DIRECTIONS →
#1 List each part of the pacers' mantra given in the race report.
#2 Reproduce the race report word for word, the stretch from "On we went past" through "thank you!!!! Victory.".

[start of ARTICLE]

Going in I asked for a strong body and got it, good weather, check, etc. but what I really demanded of myself was that no matter what, I would stay positive, that I wouldn’t let the way that I was feeling physically to affect my attitude. I absolutely believed that no matter how much pain and discomfort I was going to go through, that no matter how tired I got, that I can stay positive during the race.
As the hours went on, from 5am at the start through the first 19mi loop, through the climb up to Overlook and beyond I felt really good. Tired yes, but really good. When my crew asked me how I was doing I’d answer honestly about my physical state but would stay positive; “My knees hurt quite a bit but I feel really good.” Rich would work on the issue and off I’d go. My crew never had to push me out of an aid station. Get done what I need to get done and go back to putting in work.
I had one low spot during the race emotionally and that was at the aid station where it went to hell the last year, where in 2017 I sat for over twenty minutes and locked-up my legs, where I contemplated what the hell I was doing there. This year I was emotionally low at the same spot. I never contemplated quitting but I did contemplate sitting down and “resting”. With my pacer’s “gentle encouragement” I snatched up my stuff and moved on towards the aid station 68 miles in where I had quit the previous year. The positive attitude eventually caught back up to me from wherever I lost it and off we went together. Having a great pair of pacers during the race helped a tremendous amount. Their mantra was find find the issue, fix the issue, push the runner, stay positive, keep me moving.
So on we went to that aid station, the aid station after which each step that I took would be a new PR for distance. On to the aid station and past. Then I heard myself say it: “I can run 32 miles… I do that almost every weekend for my long training runs…” On we went. I used that mind game for the rest of the race. “Man, look how much I’ve achieved already! And I only have to run another 25… 18… 10…
At around 4am in one of the most remote parts of the course my pacer was casting around his headlamp and quietly said “I see yellow eyes. What is that?” I looked over and could see a low, blond animal looking at us from around 40 yards off the trail. I equally as quietly said “That’s a mountain lion.” - the first I had ever seen in the wild. Time to slowly go on with our morning. Seeing an apex predator at 4am in the middle of nowhere it turns out wasn’t frightening to me. The cat wasn’t looking aggressive at all, if anything it was looking bored. It was just standing there looking at us as if to say “What are all of these smelly, skinny humans doing in my home scaring away my deer?” What a blessing, what an experience, an experience that if I had quit at that mile 68.5 aid station again, I would have missed.
On we went past sunrise. On we went till the finish line and the buckle that I wanted so badly and for all the people who supported me during my journey to complete this race successfully - thank you!!!! Victory.

[end of ARTICLE]
[start of LISTING]

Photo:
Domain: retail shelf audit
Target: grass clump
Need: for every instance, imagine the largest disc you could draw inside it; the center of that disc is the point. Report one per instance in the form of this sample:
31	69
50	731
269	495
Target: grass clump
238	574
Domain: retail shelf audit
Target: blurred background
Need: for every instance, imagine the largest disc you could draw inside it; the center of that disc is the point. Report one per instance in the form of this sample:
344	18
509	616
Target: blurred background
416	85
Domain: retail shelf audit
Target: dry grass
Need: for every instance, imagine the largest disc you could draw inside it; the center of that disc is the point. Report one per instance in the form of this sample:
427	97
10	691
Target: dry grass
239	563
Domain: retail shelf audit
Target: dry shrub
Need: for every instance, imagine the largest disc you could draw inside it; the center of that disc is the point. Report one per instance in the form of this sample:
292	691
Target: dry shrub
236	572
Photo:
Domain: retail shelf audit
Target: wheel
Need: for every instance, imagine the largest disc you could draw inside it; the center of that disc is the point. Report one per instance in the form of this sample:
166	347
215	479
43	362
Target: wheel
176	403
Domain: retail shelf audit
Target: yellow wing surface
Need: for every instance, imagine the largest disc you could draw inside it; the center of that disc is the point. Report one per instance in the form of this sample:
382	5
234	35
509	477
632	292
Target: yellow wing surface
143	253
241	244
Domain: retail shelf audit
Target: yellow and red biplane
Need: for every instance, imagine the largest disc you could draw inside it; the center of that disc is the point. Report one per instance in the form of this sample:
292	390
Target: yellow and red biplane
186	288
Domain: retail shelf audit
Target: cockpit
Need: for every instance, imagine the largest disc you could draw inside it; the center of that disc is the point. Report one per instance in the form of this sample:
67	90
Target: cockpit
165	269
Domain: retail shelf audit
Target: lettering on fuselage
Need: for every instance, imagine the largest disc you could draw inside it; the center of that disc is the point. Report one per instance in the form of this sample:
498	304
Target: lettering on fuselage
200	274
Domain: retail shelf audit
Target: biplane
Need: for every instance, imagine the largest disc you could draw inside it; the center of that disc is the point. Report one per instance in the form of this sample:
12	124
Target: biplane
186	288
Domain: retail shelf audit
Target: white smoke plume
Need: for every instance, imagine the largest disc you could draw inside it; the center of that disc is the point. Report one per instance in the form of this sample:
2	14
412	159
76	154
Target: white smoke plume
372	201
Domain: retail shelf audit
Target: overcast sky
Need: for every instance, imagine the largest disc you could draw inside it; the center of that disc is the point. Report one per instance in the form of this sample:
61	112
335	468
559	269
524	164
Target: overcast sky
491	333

[end of LISTING]

RESULTS FOR EACH TASK →
#1
find the issue
fix the issue
push the runner
stay positive
keep me moving

#2
On we went past sunrise. On we went till the finish line and the buckle that I wanted so badly and for all the people who supported me during my journey to complete this race successfully - thank you!!!! Victory.